◆ REQUIREMENTS
Write out, precisely and in full, each line of the material.

Named-object pointing records:
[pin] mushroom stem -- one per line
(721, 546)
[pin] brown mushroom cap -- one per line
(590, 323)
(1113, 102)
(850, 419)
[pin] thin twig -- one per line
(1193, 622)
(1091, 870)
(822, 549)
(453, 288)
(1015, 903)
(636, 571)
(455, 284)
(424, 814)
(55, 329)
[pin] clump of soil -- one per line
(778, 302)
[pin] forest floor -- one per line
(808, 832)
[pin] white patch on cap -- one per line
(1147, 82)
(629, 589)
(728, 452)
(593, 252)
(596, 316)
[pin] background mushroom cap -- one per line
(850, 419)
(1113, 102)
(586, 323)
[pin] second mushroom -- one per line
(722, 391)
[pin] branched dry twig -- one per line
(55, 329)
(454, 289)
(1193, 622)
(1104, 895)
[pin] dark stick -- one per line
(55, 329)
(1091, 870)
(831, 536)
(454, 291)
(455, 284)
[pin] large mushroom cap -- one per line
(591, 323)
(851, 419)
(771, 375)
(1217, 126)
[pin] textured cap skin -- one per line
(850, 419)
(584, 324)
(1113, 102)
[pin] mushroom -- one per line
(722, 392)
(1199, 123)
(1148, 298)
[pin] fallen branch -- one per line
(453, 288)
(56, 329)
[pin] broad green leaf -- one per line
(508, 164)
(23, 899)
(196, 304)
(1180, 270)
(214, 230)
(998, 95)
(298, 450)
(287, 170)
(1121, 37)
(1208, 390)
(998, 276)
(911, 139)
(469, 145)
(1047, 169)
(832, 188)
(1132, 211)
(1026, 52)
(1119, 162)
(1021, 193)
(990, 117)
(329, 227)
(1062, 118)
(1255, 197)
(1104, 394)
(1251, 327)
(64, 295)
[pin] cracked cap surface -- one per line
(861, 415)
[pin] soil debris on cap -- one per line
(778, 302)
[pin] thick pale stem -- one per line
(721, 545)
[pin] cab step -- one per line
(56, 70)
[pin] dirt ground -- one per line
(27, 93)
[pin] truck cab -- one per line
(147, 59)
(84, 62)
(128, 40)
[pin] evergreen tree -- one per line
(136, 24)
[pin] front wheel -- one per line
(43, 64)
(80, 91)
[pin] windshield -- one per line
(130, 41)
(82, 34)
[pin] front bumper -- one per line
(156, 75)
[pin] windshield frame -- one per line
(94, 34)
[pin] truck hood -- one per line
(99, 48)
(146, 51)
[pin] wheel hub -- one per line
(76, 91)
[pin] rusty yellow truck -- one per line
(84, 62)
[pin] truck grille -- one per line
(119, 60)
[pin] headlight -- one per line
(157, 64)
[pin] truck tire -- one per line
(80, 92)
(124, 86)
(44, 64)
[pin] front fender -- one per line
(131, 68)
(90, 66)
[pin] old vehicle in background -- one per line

◆ TASK RESPONSE
[pin] mushroom stem -- one per line
(721, 546)
[pin] brown mushroom cap -- one per line
(590, 323)
(1113, 102)
(850, 419)
[pin] thin twig -- one per line
(1193, 622)
(1091, 870)
(822, 549)
(453, 288)
(1015, 903)
(636, 571)
(455, 284)
(424, 814)
(55, 329)
[pin] clump of soil -- one per line
(778, 302)
[pin] forest floor -- one per line
(808, 832)
[pin] white patch on cap -- one per line
(1147, 82)
(629, 589)
(728, 452)
(593, 252)
(596, 316)
[pin] background mushroom cap -- one per line
(850, 419)
(1113, 102)
(586, 323)
[pin] second mushroom -- one per line
(722, 391)
[pin] branched dry twig -- one per line
(55, 329)
(454, 289)
(1193, 622)
(1104, 895)
[pin] dark stick -- one per line
(55, 329)
(1091, 870)
(831, 536)
(454, 291)
(455, 284)
[pin] large mushroom cap -- one per line
(591, 323)
(851, 419)
(771, 375)
(1217, 126)
[pin] textured cap skin -- one per line
(850, 419)
(584, 324)
(1113, 102)
[pin] mushroom -- one per line
(722, 392)
(1199, 123)
(1148, 298)
[pin] fallen branch -- one per line
(453, 288)
(56, 329)
[pin] broad green leaf -- one per line
(508, 164)
(23, 899)
(196, 304)
(1180, 270)
(214, 230)
(998, 95)
(298, 450)
(287, 170)
(1121, 37)
(1208, 390)
(998, 276)
(911, 139)
(469, 145)
(1047, 169)
(832, 188)
(1132, 211)
(1026, 52)
(1119, 162)
(1021, 193)
(990, 117)
(329, 227)
(1062, 118)
(1255, 197)
(1104, 394)
(1251, 327)
(64, 295)
[pin] cracked cap surface -- one per line
(861, 415)
[pin] soil debris on cap -- one per line
(778, 302)
[pin] thick pale stem -- one per line
(721, 545)
[pin] cab step -- one per line
(56, 70)
[pin] dirt ground -- one per line
(27, 93)
[pin] truck cab -- one per line
(147, 59)
(84, 62)
(128, 40)
[pin] evergreen tree -- one per line
(136, 24)
[pin] front wheel -- one per line
(43, 64)
(80, 91)
[pin] windshield -- one per line
(130, 41)
(82, 34)
[pin] front bumper -- one per line
(156, 75)
[pin] windshield frame -- one per line
(94, 34)
[pin] truck hood -- one per line
(99, 48)
(146, 51)
[pin] wheel hub -- one per line
(76, 91)
[pin] rusty yellow truck -- one per line
(84, 62)
[pin] truck grille -- one per line
(119, 60)
[pin] headlight -- one per line
(157, 64)
[pin] truck tire -- one per line
(80, 92)
(124, 86)
(44, 64)
[pin] front fender -- one per line
(131, 68)
(90, 66)
[pin] old vehicle in background -- one per line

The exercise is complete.